Aim:
In the records below, rewrite every line from the one with "Review task — the above image was flagged for missing blue" to the one with "[275,156,587,337]", shifting each bounding box coordinate up by 30 and leaving the other lines unchanged.

*** Data lines

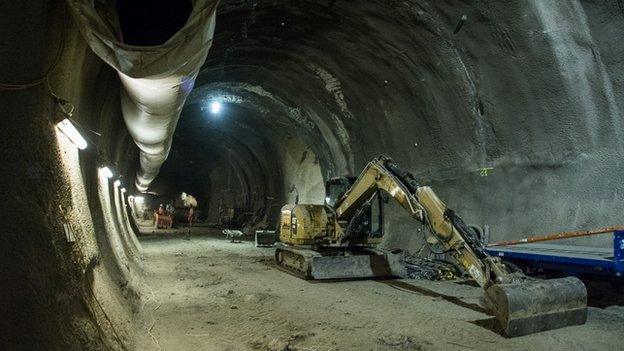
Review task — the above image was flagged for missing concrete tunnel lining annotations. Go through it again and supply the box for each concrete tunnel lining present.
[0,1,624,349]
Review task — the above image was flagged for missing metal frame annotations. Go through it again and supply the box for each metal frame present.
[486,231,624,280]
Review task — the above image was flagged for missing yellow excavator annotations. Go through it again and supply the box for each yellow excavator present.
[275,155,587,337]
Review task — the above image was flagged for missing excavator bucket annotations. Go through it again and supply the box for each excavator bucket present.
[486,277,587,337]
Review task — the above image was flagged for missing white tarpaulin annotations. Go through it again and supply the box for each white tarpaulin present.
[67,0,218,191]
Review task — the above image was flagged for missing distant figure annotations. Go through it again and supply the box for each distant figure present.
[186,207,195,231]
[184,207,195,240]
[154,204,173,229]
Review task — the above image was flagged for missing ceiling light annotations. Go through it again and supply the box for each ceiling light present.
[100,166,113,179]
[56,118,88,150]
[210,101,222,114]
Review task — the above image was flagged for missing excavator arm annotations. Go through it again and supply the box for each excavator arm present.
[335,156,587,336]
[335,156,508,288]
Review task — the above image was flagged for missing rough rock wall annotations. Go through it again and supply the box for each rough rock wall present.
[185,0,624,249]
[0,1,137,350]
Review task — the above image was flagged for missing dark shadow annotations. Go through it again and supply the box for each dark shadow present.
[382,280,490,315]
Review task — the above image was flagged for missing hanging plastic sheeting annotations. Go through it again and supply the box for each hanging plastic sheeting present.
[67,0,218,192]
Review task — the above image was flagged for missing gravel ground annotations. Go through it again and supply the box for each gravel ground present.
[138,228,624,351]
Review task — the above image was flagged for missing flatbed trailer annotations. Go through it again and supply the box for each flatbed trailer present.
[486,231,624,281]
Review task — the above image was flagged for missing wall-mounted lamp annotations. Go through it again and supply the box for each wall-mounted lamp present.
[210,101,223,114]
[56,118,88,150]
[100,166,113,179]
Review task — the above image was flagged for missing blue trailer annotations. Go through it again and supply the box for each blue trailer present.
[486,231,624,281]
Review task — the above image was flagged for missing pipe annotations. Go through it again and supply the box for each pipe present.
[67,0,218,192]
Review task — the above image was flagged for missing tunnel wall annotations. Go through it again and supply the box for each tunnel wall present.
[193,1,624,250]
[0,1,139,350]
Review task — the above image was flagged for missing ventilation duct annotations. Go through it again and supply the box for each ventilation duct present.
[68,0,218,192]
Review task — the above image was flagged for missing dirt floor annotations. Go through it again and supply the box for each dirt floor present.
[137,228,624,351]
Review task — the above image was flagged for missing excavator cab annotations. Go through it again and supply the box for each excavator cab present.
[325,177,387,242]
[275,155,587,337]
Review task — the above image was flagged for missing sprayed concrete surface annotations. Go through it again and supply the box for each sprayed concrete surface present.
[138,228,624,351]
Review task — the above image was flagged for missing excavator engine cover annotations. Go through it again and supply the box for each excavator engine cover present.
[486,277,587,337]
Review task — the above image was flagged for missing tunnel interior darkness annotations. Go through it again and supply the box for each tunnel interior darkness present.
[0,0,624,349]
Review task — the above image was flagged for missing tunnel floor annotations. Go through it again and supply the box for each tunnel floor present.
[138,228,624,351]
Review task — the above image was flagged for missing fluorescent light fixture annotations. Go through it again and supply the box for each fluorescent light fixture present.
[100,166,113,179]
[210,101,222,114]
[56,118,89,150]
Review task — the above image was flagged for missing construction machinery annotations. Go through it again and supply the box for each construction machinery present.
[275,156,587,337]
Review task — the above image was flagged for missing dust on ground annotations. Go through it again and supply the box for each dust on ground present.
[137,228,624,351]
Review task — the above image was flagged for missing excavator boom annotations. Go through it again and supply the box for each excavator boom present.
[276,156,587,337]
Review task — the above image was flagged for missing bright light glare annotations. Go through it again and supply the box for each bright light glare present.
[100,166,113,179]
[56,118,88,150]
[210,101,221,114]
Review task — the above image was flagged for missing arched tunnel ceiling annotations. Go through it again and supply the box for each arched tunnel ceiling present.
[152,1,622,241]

******

Result of this task:
Review task — the above image was flagged for missing blue trailer annotations. Go through it again and supply the box for each blue trailer present.
[516,261,654,311]
Review task — the above image was flagged for missing pipe annotations. Go through it again and supply the box for each pipe present.
[97,30,248,222]
Review task — the above image was flagged for missing tunnel wall annotations. Go through it again and supply the box for each tunnel wall present.
[223,31,654,280]
[30,31,169,380]
Review task — the above image was flagged for missing ventilation duct annotations. Go through it again and supply the box for each ventilation duct present.
[98,30,248,222]
Review task — the above image was flagged for missing dirt floor annotations. Go through it again and supply the box for each dirt floor present.
[167,258,654,381]
Review task — the above image was flagged for missing excavator cab annotations. Go through it again and supply the box for each excavator cab present.
[355,207,417,272]
[305,185,617,367]
Review task — the above image was flagged for missing sprayed concrete surface annotations. Go through it again and supply the box for each sprayed concrete surface present.
[168,258,654,381]
Review task — the above image was flagged for missing excavator engine cover annotations. Go through it again and supply the box for each excavator engine cover present.
[516,307,617,367]
Review task — the above image was flagged for missing tunnel interior darkness annotations. Go through it again and supply the box for each tunnel interior darkness present.
[30,30,654,379]
Review task — the above image was flagged for missing tunnel floor annotations. Go through it again and supply the box for each tunnel floor present.
[168,258,654,381]
Review task — the above image was flagged for missing fluorescent light fixture annotations. Go through it again and supply the box for each fluorescent light fixture present.
[130,196,143,209]
[240,131,252,144]
[86,148,119,180]
Review task — the above image was flagged for missing construction machinery annotations. Go through it again and supply the box for each construction machinery present.
[305,186,617,367]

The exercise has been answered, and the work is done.